EXTRACT
★ ★ ★ ★


    So the nature of this blog is gonna be shifting. I’m sorry to all of the weight loss followers I have. This did start as a way to keep you all in the loop on my progress, and I will still post pictures on my progress. Truth me told, this opportunity may not have happened if I still weighed 300 pounds and lacked the confidence to put myself out there. I just need a place to document these thoughts and feelings as they surface. Thank you all for your support, thoughts and prayers. You’ve always been amazing followers and it feels so good to know that there are strangers all over the world who spend at least 2 seconds of their day thinking of me. You’re all special and beautiful to me. Please feel free to send messages, inspiration, ideas, and just good vibes. I love you all and I look forward to sharing my journey with you.

  • February 1, 2014 5:05 pm
    heavensinureyes:  Hey girl ! Just saw your picture on before and after tumblr. You look amazing !! Just wondering if you had to deal with excess skin during your weight loss and how you dealt with that?

★ ★ ★ ★

SUPPLIED INFORMATION
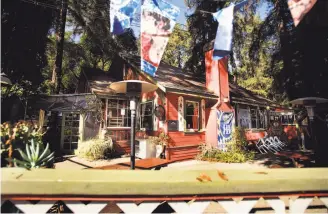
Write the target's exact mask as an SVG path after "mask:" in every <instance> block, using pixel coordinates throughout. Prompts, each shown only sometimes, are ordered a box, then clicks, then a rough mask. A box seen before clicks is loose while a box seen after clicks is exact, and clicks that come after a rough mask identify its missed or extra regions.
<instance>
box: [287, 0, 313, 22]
mask: <svg viewBox="0 0 328 214" xmlns="http://www.w3.org/2000/svg"><path fill="white" fill-rule="evenodd" d="M316 2H317V0H288V8H289V10H290V13H291V15H292V18H293V21H294V25H295V27H296V26H297V25H298V24H299V23H300V21H301V20H302V19H303V18H304V16H305V15H306V14H307V13H308V12H309V11H310V10H311V9H312V7H313V6H314V4H315V3H316Z"/></svg>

★ ★ ★ ★

QUESTIONS
1: In the weight-loss blog post, how much does the writer say they once weighed?
2: Continue the weight-loss blog post from its final line.

LIST OF ANSWERS
1: 300 pounds.

2:
    Abso-freaking-lutely I have excess skin! I honestly haven’t done anything to deal with it, I just let it happen. I was self-conscious at first. I mean, I went from 280 to 140 pretty quickly. But then I just decided to be okay with it. I’ll never look like a Victoria’s Secret model, but I’ve accepted that now. :)image

  • February 1, 2014 4:54 pm

    A New Life. It’s almost been three years since I decided to take control over my life and lose that weight. And as I look back, it’s hard to remember who I was. Don’t get me wrong, I have vivid memories. Anger towards almost everything in life, jealousy towards friends who were skinny, confusion at how it got that far, fear that I’d never find happiness, and sadness that I’d never get to actually experience life. Now, almost three years later, I’ve had a whirlwind of experiences that, I hate to say it, but I would never have had these opportunities before. As soon as I started to lose weight, my personality began to emerge. I started to realize the person I thought I was, she was just a facade. A defense mechanism to protect myself against anyone who might not accept a 280 pound girl. And as soon as I started to lose weight and respect myself, I started gaining the respect of other people. And now? I just accepted a job in Spain with my company. Deep down I wonder if this could have happened 140 pounds ago. Who knows… I think I’ll always wonder. I still haven’t found lasting love, I still have a completely chaotic relationships with both of my parents, and I still have no healthy body image because I still don’t even recognize my own reflection in a mirror. But then again, it’s only been a couple years. I’ve never been good at the whole patience thing. :)

  • July 23, 2013 11:38 pm

    Before & After. Bathroom Self-Photo Edition. :)

  • December 21, 2012 5:10 pm

    Before & After: Little Black Dress Edition

    I’ll post more about my “feelings” later, but I had a company function this week and wanted to wear a cute dress. I wish I could say that I felt like I looked amazing in that dress, but at the end of the day, I think I still feel that I look like 270 pounds. I guess my mind is still catching up to my body.